What is required:
Reproduce every line of the listing below with each "pin" switched to "marker" and everything else unchanged. Leave the pictures out of your answer.

⁂

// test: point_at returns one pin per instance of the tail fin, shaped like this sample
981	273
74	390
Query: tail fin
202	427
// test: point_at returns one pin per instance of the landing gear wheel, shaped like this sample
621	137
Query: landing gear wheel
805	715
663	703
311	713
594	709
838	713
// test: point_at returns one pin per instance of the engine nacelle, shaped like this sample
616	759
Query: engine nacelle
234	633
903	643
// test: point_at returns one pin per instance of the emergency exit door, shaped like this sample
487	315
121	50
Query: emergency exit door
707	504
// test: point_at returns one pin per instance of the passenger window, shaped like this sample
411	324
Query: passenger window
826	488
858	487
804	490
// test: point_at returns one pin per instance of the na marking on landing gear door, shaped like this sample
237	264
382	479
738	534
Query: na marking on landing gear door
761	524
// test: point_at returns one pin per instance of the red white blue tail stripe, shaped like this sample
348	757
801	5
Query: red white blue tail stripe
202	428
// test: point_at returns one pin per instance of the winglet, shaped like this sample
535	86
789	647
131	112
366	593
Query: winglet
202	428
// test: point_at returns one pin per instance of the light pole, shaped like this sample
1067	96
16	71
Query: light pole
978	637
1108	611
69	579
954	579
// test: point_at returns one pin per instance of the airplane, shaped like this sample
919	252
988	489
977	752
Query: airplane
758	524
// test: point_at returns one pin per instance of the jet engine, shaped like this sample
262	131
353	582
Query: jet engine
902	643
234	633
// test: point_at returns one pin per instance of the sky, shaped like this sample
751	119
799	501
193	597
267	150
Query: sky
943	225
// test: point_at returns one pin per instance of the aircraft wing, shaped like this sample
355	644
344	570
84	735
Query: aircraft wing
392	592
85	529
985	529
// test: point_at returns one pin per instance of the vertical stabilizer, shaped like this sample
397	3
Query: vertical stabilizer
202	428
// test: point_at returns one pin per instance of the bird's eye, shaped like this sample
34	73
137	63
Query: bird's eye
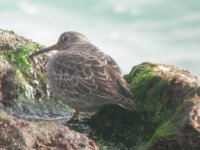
65	38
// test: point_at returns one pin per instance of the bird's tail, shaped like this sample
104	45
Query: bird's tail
127	103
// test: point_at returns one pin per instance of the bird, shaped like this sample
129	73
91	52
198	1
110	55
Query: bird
83	77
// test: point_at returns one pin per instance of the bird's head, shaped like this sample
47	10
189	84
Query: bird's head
66	39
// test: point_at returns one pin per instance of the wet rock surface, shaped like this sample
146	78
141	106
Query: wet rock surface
166	97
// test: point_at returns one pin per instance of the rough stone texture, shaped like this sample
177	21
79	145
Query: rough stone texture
18	134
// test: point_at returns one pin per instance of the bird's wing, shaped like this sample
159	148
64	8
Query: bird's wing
88	75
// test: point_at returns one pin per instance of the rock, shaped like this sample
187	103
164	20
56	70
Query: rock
18	134
170	103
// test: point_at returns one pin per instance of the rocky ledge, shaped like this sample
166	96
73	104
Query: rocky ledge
166	97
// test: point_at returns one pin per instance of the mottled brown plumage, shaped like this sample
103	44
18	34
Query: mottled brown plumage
83	77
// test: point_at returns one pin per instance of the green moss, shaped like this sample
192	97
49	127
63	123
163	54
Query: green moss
20	58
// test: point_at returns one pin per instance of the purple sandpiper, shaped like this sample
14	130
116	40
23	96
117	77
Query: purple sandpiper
83	77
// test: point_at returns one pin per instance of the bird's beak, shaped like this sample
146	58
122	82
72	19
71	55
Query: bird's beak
43	50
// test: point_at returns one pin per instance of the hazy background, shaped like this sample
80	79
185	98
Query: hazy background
130	31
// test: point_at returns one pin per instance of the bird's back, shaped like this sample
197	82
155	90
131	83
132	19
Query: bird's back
83	72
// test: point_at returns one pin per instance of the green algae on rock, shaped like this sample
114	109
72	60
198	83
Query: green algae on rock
23	82
161	93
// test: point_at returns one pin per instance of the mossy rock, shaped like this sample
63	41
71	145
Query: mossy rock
161	93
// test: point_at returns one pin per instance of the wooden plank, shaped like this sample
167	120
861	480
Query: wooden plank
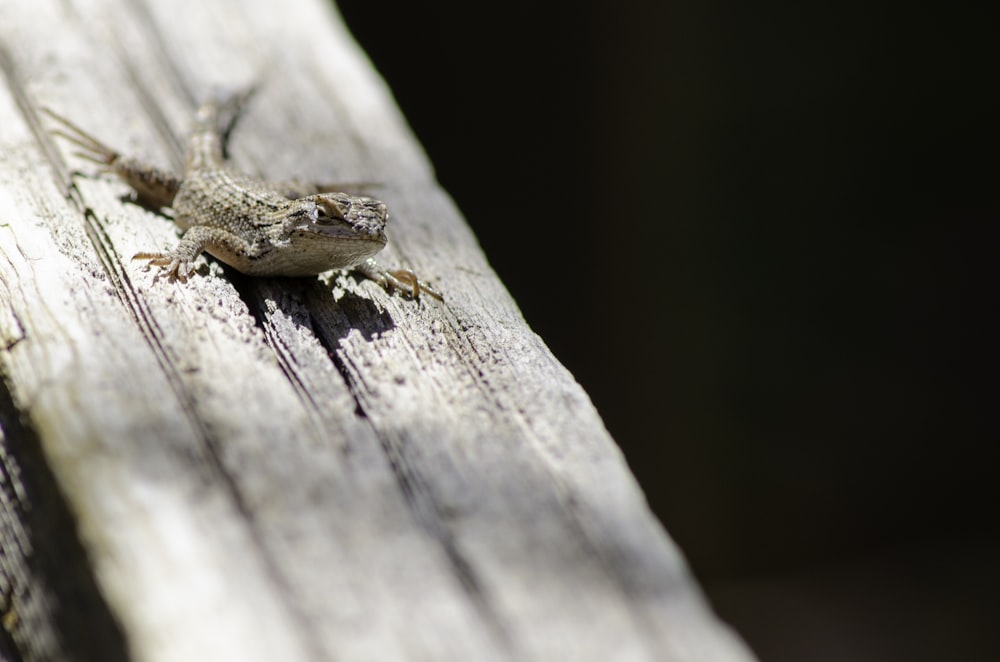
286	469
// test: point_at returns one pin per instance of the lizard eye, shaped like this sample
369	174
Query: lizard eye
328	212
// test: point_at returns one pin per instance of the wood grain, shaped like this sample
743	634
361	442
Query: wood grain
278	469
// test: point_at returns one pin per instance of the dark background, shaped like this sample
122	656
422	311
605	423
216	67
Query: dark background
772	269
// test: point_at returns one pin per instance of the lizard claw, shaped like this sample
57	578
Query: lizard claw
403	280
174	267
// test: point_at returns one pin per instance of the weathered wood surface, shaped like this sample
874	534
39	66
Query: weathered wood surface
238	469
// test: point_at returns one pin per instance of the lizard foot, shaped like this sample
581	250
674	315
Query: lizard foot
174	267
402	280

⁂

Right answer:
// test: point_at returns one marker per instance of the tail fin, shaped like this sample
981	273
74	390
Query: tail fin
202	427
// test: point_at returns one marker per instance of the landing gear wheel, shaped like this sample
621	137
Query: landing gear wheel
805	715
663	703
311	713
594	709
838	713
// test: point_at returns one marker per instance of the engine nacelle, shaped like this sample
616	759
Query: engine nacelle
234	633
903	643
// test: point_at returns one marker per instance of the emergency exit door, shaped like this sample
487	315
121	50
Query: emergency exit door
707	504
// test: point_at returns one marker per instance of the passenger window, shaped like this sample
411	324
Query: passenger window
826	488
858	487
804	490
// test: point_at returns one marker per instance of the na marking on landing gear door, shaped like this sample
237	264
382	479
738	534
Query: na marking on landing gear door
761	524
// test: point_at returns one marker per instance of the red white blue tail stripe, shaped like this sample
348	757
801	5
Query: red white blue tail stripe
202	428
// test: point_at returns one marker per instance of the winglet, shaped like this sample
535	86
789	647
131	112
366	593
Query: winglet
202	428
// test: point_at returns one marker per instance of the light pole, shaped like this sample
1067	96
16	71
Query: light pole
978	637
1108	611
69	579
954	579
// test: point_at returns one marker per instance of the airplane, shaped like this sample
919	252
988	489
977	752
Query: airplane
758	524
// test: point_at returns one marker per instance of the jet engine, shaped like this sample
262	131
353	582
Query: jet engine
902	643
234	633
// test: point_at returns one marker per instance of the sky, shaped like this sample
751	119
799	501
193	597
267	150
Query: sky
943	225
// test: point_at returns one marker per instance of the aircraft wing, shaped like this sample
355	644
344	570
84	735
Query: aircraft wing
392	592
85	529
985	529
// test: point_at returns one marker per instance of the vertical stabilizer, shaped like this sample
397	3
Query: vertical stabilizer
202	428
// test: point_at returns one marker per instance of the bird's eye, shaped like this sample
34	73
137	63
Query: bird's eye
65	38
// test: point_at returns one marker per instance of the bird's tail, shaped like this sample
104	45
Query: bird's tail
127	103
// test: point_at returns one marker per instance of the bird, shaped like this sample
129	73
91	52
198	1
110	55
Query: bird
83	77
// test: point_at returns one marker per instance of the bird's head, shaped like this sample
47	10
189	84
Query: bird's head
66	39
// test: point_at returns one marker per instance of the wet rock surface, shaped like this sample
146	78
141	106
Query: wet rock surface
166	97
// test: point_at returns one marker per instance of the rough stone texture, shaped like this sample
177	21
79	145
Query: rough stone texture
18	134
// test: point_at returns one marker per instance of the bird's wing, shaped like this sample
159	148
64	8
Query: bird's wing
88	75
// test: point_at returns one marker per instance of the rock, shaped like this sample
187	103
164	20
56	70
Query: rock
18	134
170	103
// test: point_at returns one marker per instance of the rocky ledge, shaped like this sample
166	96
73	104
Query: rocky ledge
166	97
// test: point_at returns one marker per instance of the mottled brown plumage, shaped like this sample
103	44
18	34
Query: mottled brown plumage
83	77
// test: point_at returns one marker per instance of the green moss, shaped like this sample
192	97
49	127
63	123
163	54
Query: green moss
20	58
// test: point_at returns one marker per instance of the purple sandpiper, shaped like this sample
14	130
116	40
23	96
117	77
Query: purple sandpiper
83	77
// test: point_at returns one marker per instance of the bird's beak, shaped like this sample
146	58
122	82
72	19
71	55
Query: bird's beak
43	50
// test: point_at returns one marker per instance of the hazy background, shaped like this sample
80	79
185	98
Query: hazy background
130	31
// test: point_at returns one marker per instance of the bird's back, shaped like this sample
197	82
155	90
131	83
132	19
Query: bird's back
83	72
// test: point_at returns one marker per instance of the green algae on rock, shaped like this sample
114	109
72	60
198	83
Query: green algae on rock
23	82
161	93
// test: point_at returns one marker per instance of the mossy rock, shaped like this sample
63	41
71	145
Query: mossy rock
161	93
// test: point_at returns one marker per instance of the wooden plank, shaped like this sample
167	120
861	480
Query: wooden plank
286	469
// test: point_at returns one marker per instance of the lizard eye, shaped like this sample
369	174
Query: lizard eye
328	212
// test: point_at returns one marker per instance of the wood grain, shaped like this sample
743	634
361	442
Query: wood grain
278	469
// test: point_at returns one marker per instance of the dark background, shaped like this sample
122	656
422	311
605	423
216	67
Query: dark background
772	269
// test: point_at returns one marker per instance of the lizard claw, shaped like this sample
57	578
Query: lizard claw
403	280
174	267
// test: point_at returns one marker per instance of the weathered wood surface, shaped like this sample
874	534
39	66
Query: weathered wood surface
238	469
// test: point_at returns one marker per instance of the lizard foot, shaped like this sample
581	250
674	315
Query: lizard foot
174	267
402	280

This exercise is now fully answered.